I am keeping the confidence of my borderline accept score low due to the delay in my response, for which I apologize again. I am still quite confident that you are not faithfully addressing your relation to causal RL, and I strongly encourage you to change this.

2025-08-09

Dear Reviewer 2xvd,

We are very glad that our rebuttal was able to address some of your key concerns, and we truly appreciate your constructive suggestions. Regarding the discussion on MPC and control, we are pleased to reach a consensus with you that our method, by leveraging structural information, can address efficiency and practicality issues present in traditional control approaches.

On the point you raised about causal RL (e.g., Offline Policy Evaluation and Optimization under Confounding by Kausik et al.), we will certainly include a careful discussion in the revised version to elaborate on its feasibility as well as its distinctions from our approach.

Thank you again for your time and valuable feedback.

Sincerely yours,
The Authors

审稿意见

评分: 4置信度: 32025-07-03

This paper introduces a novel approach to the Avoiding Undesired Future (AUF) problem by extending the rehearsal learning framework to long-term decision-making scenarios. It reformulates the intractable probabilistic AUF objective, maximizing the likelihood that the average of future outcomes falls within a desired region, into a tractable quadratic programming (QP) problem under mild assumptions such as linearity and log-concave noise. The authors propose two algorithms: a greedy method that optimizes each decision step independently, and a far-sighted method that accounts for future consequences to achieve better variance reduction and overall performance. Theoretical guarantees are provided for the optimality of the QP solution, variance reduction, and robustness when using estimated parameters. Empirical evaluations on synthetic and real-world datasets confirm the proposed methods significantly outperform existing approaches in both accuracy and efficiency.

□ □ □ □ □

## WHAT IS ASKED
a) In the review discussion, what two algorithms do the authors propose?
b) Print the part of the review discussion starting at "I am keeping" and ending at "to change this.".
The records have no connection to the review discussion.

□ □ □ □ □

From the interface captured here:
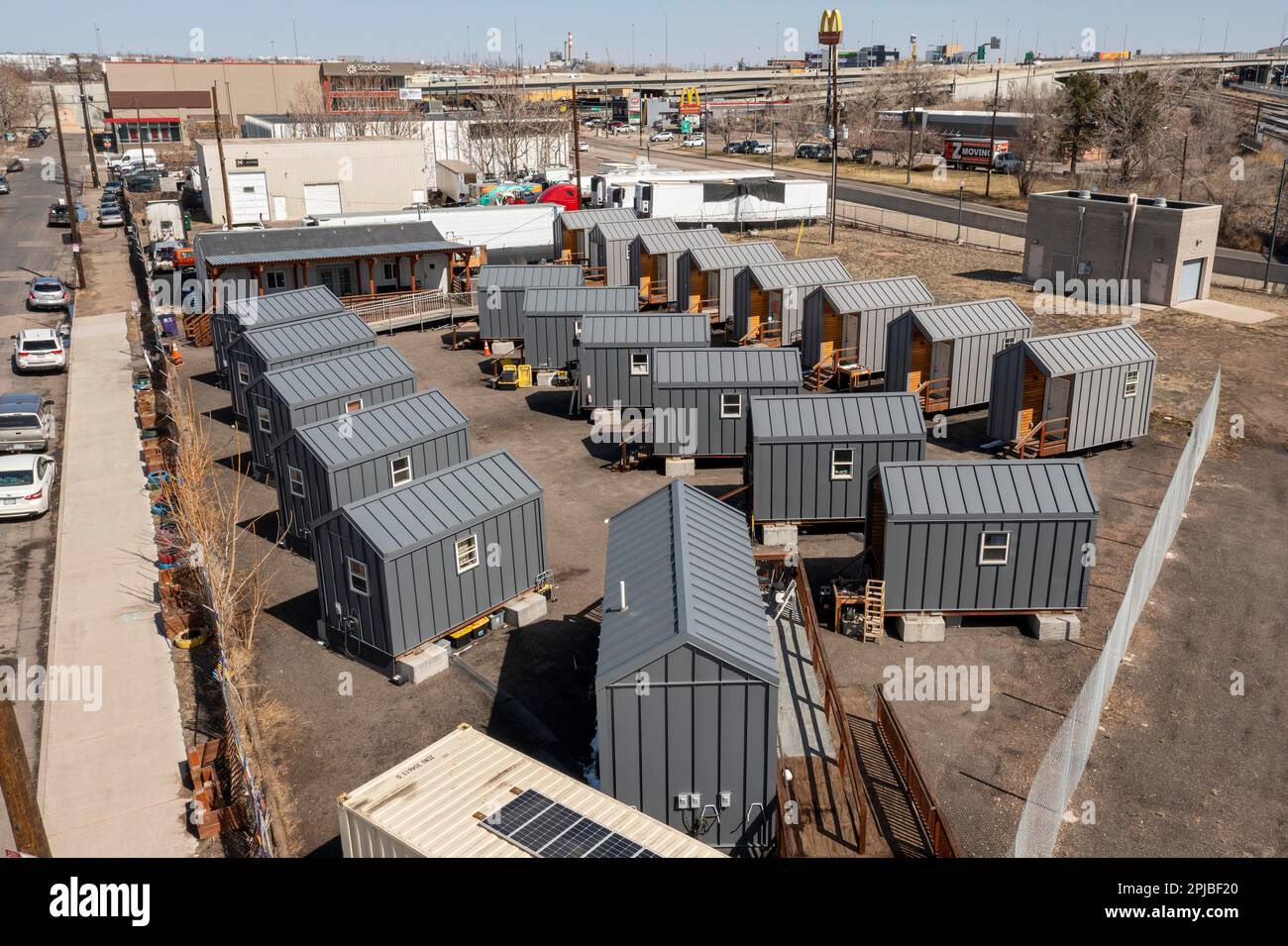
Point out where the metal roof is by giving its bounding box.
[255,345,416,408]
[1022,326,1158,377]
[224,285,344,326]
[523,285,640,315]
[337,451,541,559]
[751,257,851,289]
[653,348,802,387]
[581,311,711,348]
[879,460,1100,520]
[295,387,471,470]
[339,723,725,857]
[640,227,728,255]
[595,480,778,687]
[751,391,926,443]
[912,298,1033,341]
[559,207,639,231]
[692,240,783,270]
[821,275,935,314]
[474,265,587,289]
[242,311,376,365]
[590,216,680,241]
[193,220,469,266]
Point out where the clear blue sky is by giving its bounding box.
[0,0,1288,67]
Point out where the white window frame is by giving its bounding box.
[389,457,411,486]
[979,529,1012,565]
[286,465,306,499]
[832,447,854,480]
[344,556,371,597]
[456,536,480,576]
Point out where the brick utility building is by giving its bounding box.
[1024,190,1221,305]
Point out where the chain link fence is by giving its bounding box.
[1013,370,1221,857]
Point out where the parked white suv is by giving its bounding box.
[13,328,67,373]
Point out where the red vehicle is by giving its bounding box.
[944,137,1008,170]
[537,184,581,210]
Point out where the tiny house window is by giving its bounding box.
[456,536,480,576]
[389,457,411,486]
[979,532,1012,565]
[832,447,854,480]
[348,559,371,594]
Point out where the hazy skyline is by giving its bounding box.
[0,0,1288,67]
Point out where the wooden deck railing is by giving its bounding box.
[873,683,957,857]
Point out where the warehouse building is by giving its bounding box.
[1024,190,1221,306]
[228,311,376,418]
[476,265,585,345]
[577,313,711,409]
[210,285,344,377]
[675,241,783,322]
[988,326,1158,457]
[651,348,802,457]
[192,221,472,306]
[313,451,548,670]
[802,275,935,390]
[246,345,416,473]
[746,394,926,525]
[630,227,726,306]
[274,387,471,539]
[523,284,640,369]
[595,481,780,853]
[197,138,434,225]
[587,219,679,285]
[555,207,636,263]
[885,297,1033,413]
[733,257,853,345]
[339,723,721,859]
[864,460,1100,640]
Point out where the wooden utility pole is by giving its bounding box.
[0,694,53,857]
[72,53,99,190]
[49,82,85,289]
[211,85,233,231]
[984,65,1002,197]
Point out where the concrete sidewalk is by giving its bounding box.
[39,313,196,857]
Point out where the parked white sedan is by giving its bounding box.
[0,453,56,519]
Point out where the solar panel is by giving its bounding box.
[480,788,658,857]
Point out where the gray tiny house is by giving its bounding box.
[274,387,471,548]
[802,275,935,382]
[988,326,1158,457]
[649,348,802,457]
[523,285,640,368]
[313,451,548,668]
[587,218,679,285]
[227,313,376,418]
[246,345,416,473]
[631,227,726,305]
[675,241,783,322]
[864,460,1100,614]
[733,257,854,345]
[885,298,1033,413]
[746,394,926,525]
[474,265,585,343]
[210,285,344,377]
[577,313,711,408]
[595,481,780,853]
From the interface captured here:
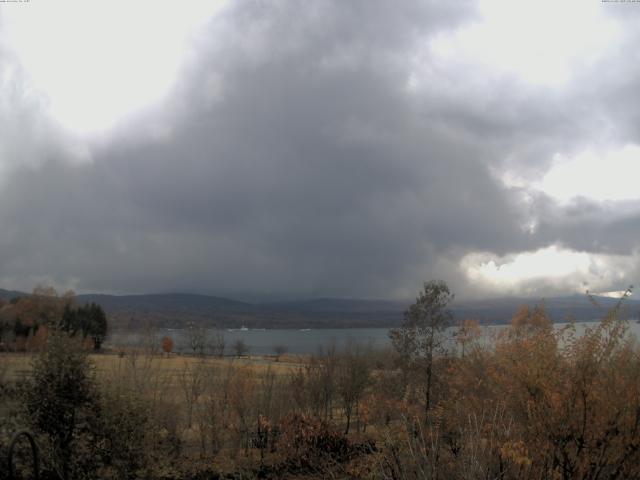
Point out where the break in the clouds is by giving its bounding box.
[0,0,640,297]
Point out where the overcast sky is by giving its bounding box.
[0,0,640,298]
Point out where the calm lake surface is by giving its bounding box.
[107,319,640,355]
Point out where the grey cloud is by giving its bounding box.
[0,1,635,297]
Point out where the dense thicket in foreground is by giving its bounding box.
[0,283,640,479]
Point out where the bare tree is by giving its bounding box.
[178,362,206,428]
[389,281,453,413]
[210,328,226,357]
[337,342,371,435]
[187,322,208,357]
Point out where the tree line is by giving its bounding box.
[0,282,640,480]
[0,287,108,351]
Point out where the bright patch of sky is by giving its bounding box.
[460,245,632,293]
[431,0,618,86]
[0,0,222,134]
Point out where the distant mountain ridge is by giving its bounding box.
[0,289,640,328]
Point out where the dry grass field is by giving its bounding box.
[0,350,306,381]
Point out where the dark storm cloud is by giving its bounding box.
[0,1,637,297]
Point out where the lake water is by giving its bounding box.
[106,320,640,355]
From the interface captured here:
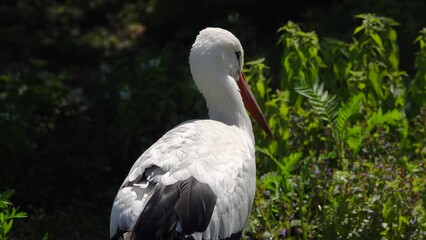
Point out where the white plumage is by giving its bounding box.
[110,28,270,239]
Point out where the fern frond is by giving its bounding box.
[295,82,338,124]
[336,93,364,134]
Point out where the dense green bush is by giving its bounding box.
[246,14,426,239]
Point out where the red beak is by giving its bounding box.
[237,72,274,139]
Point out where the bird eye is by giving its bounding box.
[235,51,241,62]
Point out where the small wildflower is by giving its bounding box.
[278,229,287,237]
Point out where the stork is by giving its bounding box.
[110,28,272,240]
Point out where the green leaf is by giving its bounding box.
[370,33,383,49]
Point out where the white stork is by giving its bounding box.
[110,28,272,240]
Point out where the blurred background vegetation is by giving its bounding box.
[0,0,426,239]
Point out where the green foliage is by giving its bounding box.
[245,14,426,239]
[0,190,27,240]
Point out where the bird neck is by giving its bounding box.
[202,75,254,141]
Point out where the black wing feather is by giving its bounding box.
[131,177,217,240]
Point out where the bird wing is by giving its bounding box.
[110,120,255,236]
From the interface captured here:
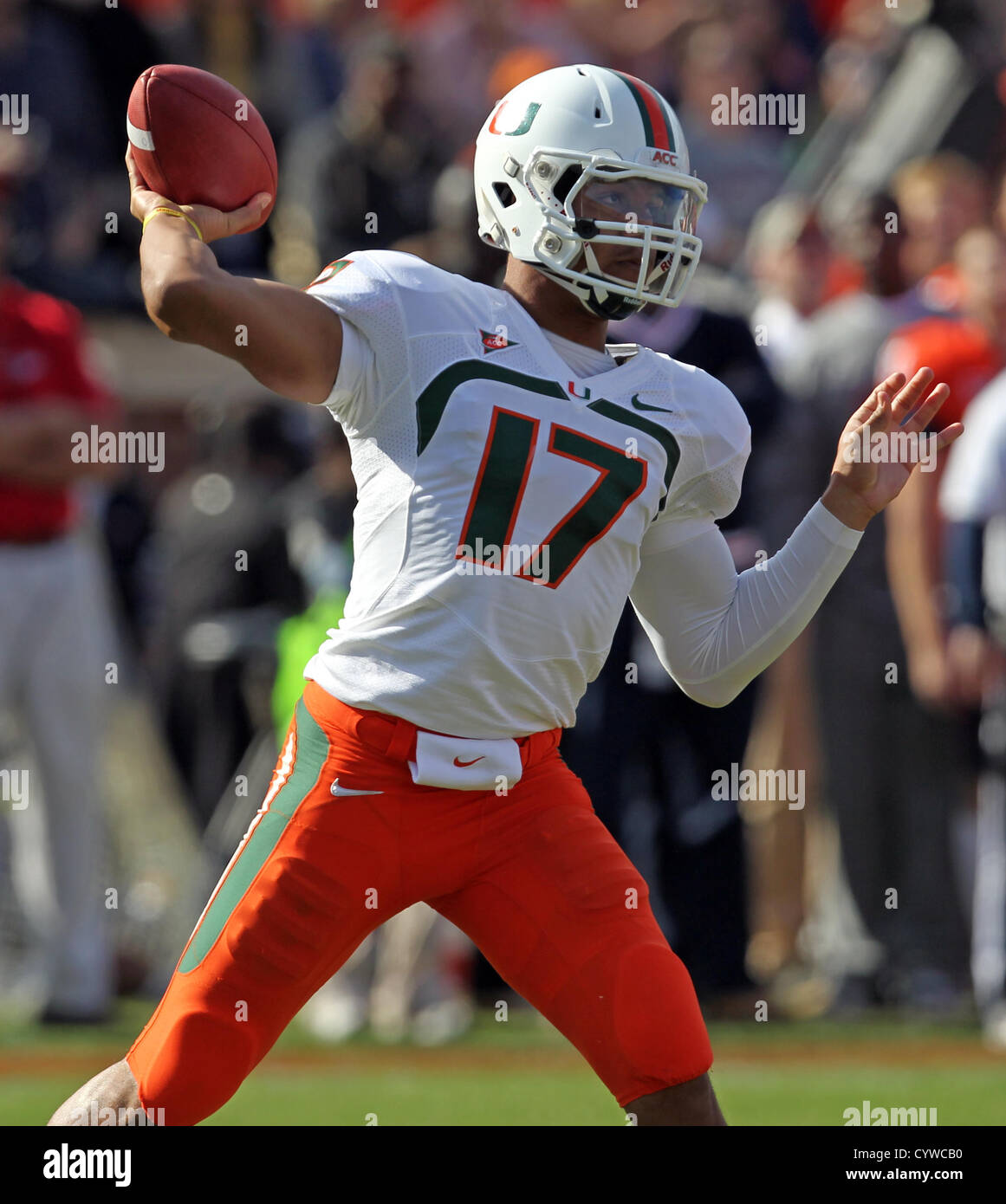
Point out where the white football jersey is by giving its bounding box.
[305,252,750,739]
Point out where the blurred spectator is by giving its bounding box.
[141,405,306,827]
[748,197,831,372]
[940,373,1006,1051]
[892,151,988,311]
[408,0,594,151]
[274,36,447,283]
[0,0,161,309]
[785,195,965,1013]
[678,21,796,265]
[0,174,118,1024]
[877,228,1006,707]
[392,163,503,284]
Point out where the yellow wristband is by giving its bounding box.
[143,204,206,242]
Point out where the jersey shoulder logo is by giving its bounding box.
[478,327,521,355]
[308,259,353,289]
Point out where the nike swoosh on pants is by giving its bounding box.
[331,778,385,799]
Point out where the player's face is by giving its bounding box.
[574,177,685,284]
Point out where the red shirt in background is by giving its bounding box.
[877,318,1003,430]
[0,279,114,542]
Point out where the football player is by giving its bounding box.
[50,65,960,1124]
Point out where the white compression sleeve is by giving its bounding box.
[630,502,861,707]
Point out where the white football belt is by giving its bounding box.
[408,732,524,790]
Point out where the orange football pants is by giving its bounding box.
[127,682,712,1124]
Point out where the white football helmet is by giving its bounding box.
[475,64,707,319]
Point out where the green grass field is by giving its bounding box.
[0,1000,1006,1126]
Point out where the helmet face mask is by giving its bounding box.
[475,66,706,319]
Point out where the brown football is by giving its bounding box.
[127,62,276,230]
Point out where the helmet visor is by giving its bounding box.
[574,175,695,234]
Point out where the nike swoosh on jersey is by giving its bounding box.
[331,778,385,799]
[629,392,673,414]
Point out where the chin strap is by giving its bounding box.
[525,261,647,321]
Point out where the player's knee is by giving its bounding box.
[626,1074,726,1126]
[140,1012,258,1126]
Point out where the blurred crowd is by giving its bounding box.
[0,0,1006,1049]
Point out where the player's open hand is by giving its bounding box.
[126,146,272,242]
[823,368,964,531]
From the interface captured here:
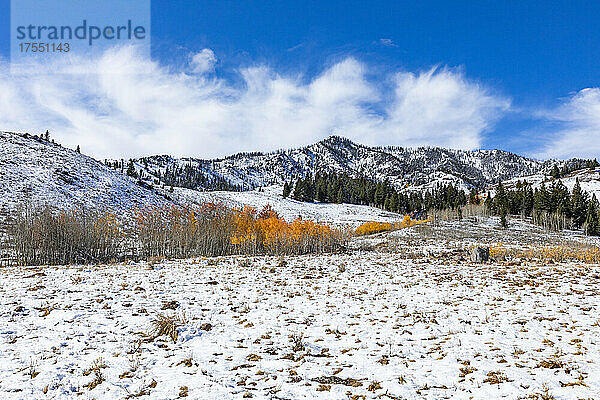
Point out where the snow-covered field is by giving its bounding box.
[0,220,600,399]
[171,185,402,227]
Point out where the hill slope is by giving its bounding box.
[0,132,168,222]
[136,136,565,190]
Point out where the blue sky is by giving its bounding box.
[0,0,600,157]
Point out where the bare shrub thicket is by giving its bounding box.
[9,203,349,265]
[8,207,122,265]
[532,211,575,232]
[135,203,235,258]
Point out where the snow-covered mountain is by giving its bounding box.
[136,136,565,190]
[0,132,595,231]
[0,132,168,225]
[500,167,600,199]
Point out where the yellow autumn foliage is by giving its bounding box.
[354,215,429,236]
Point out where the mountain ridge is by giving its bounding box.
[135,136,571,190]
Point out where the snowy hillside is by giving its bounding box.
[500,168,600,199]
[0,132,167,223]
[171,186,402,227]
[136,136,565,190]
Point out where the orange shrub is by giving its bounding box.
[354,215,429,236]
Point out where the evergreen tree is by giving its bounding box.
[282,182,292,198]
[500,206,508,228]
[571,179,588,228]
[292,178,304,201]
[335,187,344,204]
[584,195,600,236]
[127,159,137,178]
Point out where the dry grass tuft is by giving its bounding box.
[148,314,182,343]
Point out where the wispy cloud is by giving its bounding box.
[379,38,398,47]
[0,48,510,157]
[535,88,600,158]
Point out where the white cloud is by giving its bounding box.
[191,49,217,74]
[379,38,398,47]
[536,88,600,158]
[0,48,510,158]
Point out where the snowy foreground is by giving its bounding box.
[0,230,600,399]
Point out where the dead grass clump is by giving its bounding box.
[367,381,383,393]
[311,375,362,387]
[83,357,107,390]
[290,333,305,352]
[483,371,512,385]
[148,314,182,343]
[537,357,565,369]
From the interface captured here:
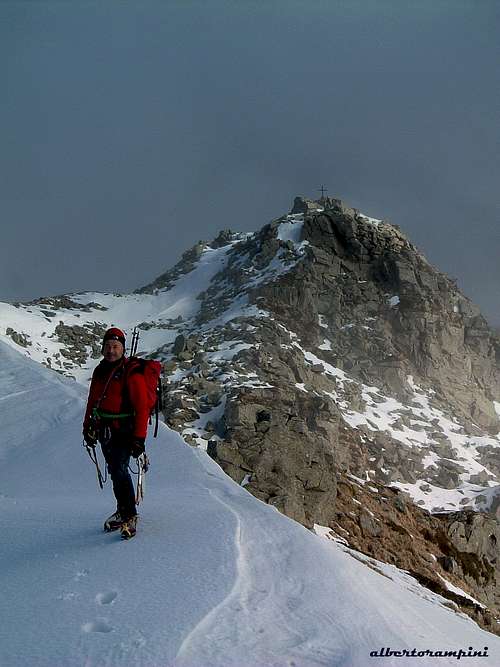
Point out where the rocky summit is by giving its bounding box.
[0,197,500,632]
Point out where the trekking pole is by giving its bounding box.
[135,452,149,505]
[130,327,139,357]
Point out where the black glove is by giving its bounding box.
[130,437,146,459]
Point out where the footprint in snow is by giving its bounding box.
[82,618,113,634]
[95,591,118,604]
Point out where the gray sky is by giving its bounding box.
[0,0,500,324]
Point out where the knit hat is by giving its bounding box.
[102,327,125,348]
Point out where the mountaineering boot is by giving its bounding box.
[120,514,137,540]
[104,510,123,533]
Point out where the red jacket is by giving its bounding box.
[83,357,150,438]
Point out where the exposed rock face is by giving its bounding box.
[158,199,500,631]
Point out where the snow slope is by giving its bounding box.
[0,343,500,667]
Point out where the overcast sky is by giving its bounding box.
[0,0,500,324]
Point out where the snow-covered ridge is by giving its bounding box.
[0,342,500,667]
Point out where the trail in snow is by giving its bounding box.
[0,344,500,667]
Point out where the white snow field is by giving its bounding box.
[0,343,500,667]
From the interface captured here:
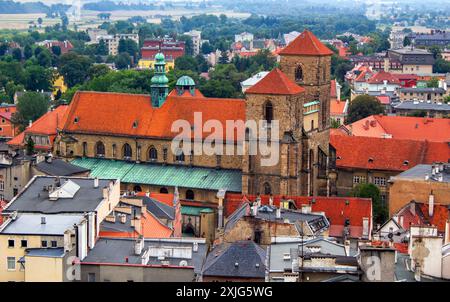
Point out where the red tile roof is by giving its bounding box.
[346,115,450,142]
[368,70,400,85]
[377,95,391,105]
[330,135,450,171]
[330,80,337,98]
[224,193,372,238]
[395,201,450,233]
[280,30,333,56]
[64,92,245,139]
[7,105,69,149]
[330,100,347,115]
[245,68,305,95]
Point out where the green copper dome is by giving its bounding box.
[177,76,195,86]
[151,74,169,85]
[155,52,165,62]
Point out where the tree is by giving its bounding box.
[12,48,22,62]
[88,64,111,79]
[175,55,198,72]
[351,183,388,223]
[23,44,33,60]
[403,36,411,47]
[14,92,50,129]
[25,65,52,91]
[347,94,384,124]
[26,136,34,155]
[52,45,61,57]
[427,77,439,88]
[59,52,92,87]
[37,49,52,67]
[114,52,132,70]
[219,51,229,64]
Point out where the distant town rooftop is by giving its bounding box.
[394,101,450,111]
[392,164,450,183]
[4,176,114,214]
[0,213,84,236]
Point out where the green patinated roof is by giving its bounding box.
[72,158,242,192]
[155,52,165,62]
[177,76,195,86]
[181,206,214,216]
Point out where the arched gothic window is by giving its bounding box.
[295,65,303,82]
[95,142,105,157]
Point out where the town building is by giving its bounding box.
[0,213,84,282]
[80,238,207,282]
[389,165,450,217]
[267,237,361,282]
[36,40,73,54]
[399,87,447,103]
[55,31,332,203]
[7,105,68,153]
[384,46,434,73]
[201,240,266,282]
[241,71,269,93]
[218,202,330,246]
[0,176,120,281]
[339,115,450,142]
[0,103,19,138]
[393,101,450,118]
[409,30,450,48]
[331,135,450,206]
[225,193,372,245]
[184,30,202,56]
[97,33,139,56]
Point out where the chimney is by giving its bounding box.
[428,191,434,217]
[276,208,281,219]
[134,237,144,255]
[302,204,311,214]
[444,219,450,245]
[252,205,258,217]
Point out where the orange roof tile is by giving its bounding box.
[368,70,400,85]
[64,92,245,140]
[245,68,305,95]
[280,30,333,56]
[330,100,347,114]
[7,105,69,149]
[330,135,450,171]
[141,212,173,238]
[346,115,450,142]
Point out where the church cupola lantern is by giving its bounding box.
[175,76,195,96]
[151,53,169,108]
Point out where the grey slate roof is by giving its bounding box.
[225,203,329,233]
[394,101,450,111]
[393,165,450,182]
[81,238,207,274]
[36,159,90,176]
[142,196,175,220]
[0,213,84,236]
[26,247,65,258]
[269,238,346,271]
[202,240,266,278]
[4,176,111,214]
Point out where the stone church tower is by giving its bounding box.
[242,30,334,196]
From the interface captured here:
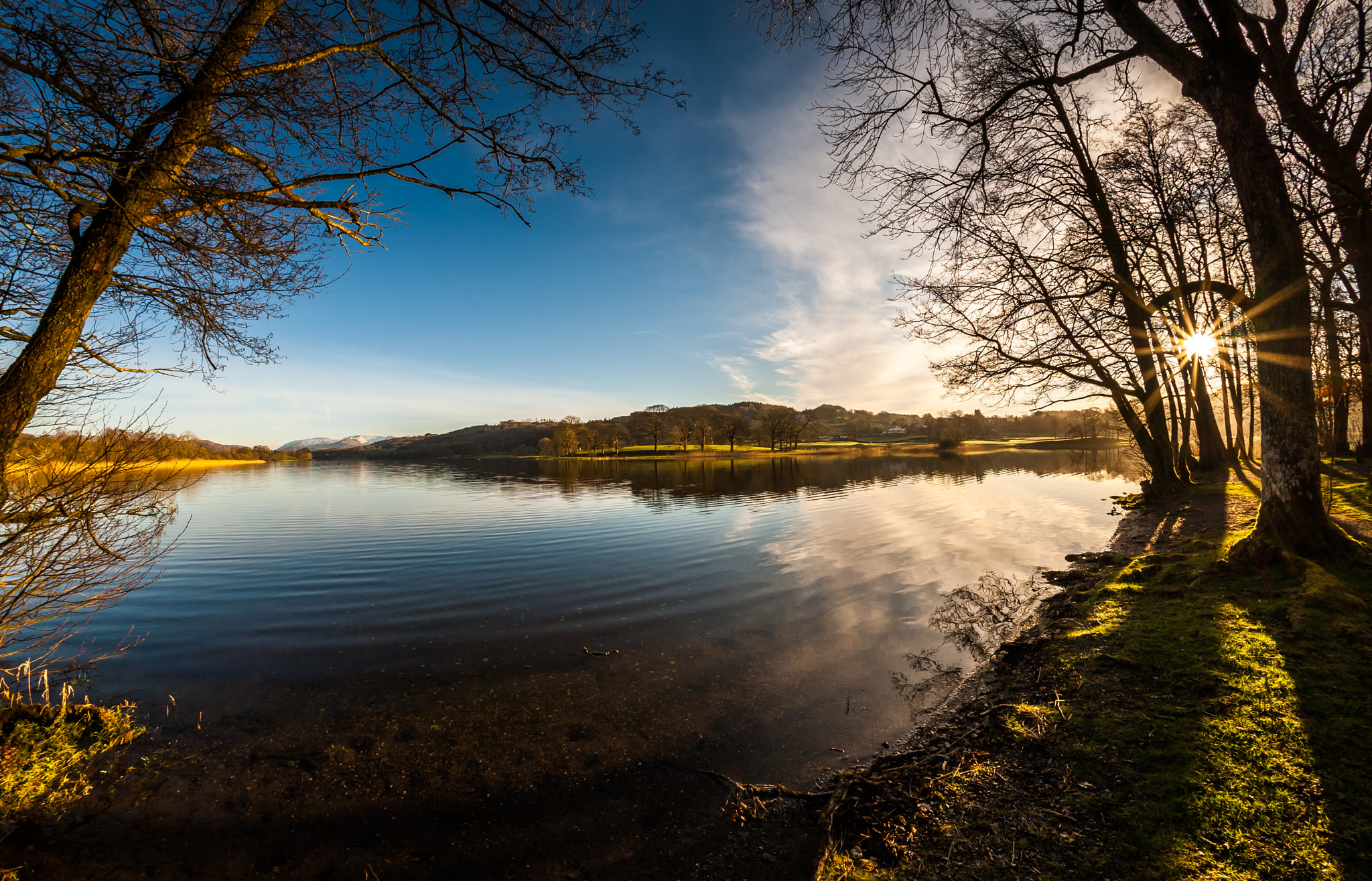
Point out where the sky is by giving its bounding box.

□ □ □ □ □

## PER-TASK ANSWERS
a) A greedy method that optimizes each decision step independently, and a far-sighted method that accounts for future consequences.

b)
I am keeping the confidence of my borderline accept score low due to the delay in my response, for which I apologize again. I am still quite confident that you are not faithfully addressing your relation to causal RL, and I strongly encourage you to change this.